**WORK REQUIRED:**
Recast the rows below, from the line with "Objective — one point on each instance of the skier" through the last line, as a Markdown table with the columns No. and Line, leaving out any blank lines.

**SUPPLIED MATERIAL:**
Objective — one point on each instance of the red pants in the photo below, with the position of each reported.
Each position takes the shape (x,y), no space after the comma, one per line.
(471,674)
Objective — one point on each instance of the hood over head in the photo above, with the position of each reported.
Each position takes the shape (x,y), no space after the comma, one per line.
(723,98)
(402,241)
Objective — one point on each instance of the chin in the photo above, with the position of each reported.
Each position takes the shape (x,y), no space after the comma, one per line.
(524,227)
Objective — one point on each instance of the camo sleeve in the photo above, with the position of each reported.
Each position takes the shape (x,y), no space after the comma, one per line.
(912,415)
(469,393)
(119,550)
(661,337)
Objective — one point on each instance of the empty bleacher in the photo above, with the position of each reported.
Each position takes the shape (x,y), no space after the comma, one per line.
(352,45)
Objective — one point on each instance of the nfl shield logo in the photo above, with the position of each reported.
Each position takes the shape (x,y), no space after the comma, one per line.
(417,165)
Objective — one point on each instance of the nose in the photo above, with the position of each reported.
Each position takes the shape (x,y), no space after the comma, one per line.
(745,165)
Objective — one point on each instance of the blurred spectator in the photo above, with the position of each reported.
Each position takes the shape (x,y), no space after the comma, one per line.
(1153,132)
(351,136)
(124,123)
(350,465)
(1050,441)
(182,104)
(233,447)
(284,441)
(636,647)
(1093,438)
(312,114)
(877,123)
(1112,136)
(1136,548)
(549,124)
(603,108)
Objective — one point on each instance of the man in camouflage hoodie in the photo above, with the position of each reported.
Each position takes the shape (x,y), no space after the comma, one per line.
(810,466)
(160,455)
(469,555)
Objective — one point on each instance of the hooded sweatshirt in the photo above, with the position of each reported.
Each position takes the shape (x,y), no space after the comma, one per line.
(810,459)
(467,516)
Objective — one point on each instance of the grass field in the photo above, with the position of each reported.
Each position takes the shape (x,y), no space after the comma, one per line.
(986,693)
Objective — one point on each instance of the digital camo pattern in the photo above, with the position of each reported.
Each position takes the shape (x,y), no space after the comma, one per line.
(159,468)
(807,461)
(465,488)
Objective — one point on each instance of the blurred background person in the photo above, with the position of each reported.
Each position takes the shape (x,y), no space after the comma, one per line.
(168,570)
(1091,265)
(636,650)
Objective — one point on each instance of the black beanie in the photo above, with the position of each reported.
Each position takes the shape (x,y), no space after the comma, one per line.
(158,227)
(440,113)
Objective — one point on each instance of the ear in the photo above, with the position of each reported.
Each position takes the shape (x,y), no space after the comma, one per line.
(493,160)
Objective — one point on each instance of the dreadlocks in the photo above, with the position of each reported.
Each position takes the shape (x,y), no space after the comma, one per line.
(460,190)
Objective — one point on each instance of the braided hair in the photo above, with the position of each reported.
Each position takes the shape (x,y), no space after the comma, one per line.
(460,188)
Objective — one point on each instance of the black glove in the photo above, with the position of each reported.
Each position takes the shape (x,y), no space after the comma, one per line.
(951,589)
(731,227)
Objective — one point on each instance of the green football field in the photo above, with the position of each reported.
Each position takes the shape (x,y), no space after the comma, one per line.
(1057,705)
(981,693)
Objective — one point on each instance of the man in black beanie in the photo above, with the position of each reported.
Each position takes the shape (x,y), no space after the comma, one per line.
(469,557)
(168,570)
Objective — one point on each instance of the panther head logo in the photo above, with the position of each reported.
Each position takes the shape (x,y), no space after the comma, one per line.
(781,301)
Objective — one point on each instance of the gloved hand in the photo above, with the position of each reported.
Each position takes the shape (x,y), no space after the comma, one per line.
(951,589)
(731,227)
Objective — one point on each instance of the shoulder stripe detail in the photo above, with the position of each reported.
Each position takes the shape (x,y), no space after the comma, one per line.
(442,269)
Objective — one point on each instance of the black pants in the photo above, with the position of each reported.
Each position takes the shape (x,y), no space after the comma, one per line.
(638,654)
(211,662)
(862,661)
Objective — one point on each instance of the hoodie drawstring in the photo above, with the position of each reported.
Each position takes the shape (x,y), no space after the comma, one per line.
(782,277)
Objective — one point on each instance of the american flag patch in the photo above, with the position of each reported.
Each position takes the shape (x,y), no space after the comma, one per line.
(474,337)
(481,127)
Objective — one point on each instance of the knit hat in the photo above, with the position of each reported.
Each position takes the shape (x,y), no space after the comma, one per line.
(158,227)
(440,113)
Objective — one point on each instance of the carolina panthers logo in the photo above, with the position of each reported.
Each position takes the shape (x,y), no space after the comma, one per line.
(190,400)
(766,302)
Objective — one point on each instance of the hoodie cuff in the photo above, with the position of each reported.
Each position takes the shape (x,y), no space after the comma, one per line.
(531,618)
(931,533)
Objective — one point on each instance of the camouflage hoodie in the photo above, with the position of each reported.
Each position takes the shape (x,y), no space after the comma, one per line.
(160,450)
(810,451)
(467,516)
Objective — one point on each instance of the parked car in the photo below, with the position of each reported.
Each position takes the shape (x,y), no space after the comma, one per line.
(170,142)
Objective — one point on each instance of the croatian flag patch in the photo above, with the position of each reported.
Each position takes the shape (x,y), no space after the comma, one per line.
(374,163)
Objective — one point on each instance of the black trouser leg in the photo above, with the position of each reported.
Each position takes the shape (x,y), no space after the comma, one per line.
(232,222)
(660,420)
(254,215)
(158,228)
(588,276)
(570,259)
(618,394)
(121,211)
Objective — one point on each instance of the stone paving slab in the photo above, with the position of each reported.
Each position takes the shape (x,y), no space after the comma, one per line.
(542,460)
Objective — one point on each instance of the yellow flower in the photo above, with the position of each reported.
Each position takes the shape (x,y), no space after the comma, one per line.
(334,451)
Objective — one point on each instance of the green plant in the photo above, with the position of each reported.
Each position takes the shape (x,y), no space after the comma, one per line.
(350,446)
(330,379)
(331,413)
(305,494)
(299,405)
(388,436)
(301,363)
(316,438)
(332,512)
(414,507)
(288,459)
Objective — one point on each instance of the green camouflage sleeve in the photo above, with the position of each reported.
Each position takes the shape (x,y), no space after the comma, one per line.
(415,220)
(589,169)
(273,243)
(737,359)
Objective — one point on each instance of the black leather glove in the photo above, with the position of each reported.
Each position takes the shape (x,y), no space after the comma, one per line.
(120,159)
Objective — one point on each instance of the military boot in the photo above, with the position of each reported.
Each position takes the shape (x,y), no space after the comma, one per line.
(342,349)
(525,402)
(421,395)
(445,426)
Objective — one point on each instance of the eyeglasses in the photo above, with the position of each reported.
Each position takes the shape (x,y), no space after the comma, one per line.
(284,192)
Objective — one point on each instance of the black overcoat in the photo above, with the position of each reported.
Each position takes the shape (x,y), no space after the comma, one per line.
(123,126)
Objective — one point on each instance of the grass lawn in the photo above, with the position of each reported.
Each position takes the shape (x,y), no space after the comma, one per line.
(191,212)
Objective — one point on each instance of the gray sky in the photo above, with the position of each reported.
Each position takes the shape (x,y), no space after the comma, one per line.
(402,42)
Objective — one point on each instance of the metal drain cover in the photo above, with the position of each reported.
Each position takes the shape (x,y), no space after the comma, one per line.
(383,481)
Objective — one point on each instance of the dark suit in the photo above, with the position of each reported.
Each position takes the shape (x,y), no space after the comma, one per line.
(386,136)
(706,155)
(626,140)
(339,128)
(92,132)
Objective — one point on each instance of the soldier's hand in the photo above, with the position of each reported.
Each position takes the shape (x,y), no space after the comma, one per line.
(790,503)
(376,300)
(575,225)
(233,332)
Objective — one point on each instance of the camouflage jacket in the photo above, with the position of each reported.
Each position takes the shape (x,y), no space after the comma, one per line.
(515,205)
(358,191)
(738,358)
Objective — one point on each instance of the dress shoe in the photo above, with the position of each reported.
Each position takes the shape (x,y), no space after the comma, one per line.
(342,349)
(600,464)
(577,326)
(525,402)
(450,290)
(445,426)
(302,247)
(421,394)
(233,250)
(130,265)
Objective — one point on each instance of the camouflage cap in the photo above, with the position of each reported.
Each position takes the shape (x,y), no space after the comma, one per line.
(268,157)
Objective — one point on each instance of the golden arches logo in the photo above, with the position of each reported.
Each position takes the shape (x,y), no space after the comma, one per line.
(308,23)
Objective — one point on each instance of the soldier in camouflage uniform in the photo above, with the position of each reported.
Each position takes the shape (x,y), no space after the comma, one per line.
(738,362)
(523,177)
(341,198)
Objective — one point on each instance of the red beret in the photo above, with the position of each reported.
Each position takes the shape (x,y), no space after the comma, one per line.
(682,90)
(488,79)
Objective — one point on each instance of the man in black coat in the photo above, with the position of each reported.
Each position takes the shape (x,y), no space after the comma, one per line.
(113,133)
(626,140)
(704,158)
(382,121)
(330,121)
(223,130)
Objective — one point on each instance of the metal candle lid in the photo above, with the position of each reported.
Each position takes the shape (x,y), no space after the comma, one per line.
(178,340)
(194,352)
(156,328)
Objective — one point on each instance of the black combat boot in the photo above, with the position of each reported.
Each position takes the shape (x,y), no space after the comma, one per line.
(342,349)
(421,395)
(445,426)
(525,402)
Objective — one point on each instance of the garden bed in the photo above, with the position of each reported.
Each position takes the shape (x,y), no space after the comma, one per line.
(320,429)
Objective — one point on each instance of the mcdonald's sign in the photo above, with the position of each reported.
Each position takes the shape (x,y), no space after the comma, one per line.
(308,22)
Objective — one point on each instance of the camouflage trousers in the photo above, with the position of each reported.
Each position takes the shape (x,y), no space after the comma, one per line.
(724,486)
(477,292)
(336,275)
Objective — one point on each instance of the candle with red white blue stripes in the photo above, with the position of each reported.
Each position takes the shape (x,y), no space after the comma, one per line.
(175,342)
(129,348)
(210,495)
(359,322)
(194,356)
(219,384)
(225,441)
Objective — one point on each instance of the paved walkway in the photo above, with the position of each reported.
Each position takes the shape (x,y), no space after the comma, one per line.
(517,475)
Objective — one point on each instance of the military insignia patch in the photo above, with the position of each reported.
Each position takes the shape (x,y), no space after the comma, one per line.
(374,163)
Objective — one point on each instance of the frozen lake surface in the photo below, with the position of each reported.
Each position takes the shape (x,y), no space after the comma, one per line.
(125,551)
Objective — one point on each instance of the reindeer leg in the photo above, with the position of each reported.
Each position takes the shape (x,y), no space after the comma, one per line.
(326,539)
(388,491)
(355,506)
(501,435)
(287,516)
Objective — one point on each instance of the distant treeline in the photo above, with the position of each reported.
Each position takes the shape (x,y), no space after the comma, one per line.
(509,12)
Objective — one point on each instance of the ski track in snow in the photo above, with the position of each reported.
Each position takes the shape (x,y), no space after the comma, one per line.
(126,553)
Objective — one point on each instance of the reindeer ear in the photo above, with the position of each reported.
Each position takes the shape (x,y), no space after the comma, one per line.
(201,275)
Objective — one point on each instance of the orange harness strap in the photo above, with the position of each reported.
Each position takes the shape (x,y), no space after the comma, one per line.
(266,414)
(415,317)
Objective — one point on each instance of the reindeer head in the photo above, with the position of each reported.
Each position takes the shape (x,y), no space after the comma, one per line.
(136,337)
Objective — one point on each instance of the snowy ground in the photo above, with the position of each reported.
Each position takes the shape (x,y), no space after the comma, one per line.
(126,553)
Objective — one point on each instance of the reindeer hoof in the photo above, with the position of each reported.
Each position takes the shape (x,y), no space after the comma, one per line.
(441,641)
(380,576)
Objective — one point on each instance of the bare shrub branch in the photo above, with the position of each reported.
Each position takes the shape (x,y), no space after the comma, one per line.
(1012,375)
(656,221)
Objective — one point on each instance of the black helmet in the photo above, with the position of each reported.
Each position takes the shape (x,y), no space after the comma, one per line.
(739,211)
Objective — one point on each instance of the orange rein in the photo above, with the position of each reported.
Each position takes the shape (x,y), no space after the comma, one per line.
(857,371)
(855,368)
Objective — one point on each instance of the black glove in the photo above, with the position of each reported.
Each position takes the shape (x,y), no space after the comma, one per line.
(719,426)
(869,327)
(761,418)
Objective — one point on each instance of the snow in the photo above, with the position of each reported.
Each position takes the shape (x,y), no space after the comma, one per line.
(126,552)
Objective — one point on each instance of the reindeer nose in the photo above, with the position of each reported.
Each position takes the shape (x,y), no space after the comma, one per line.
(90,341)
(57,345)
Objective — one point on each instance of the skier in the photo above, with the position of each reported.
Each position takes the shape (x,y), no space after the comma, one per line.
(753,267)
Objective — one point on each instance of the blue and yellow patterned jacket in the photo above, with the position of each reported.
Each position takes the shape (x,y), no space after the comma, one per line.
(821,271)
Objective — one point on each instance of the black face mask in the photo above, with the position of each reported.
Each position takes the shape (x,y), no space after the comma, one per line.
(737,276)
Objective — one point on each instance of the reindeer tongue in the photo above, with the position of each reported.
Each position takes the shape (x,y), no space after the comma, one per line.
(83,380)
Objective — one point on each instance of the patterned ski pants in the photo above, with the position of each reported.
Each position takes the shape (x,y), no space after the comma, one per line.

**RESULT OF THIS TASK:**
| No. | Line |
|---|---|
| 1 | Objective — one point on each instance of the skier in the photo above, with the position of each reported. |
| 2 | Each position takes the shape (x,y), no space after the comma, one per line. |
| 3 | (753,267) |
| 4 | Objective — one point on each instance of the blue and yellow patterned jacket in the photo above, with the position of each reported. |
| 5 | Each position takes the shape (x,y), no space after the comma, one per line. |
| 6 | (821,271) |
| 7 | Objective — one point on each instance of the black face mask in the photo above, with the position of each reported. |
| 8 | Each position takes the shape (x,y), no space after the comma, one per line. |
| 9 | (737,276) |
| 10 | Objective — one point on each instance of the reindeer tongue in the photo above, with the position of each reported. |
| 11 | Each position takes the shape (x,y), no space after the comma, one per line. |
| 12 | (83,380) |
| 13 | Objective — one point on each instance of the patterned ski pants in the photo above, with the position of each reported. |
| 14 | Each position takes the shape (x,y), no space after the comma, one per line. |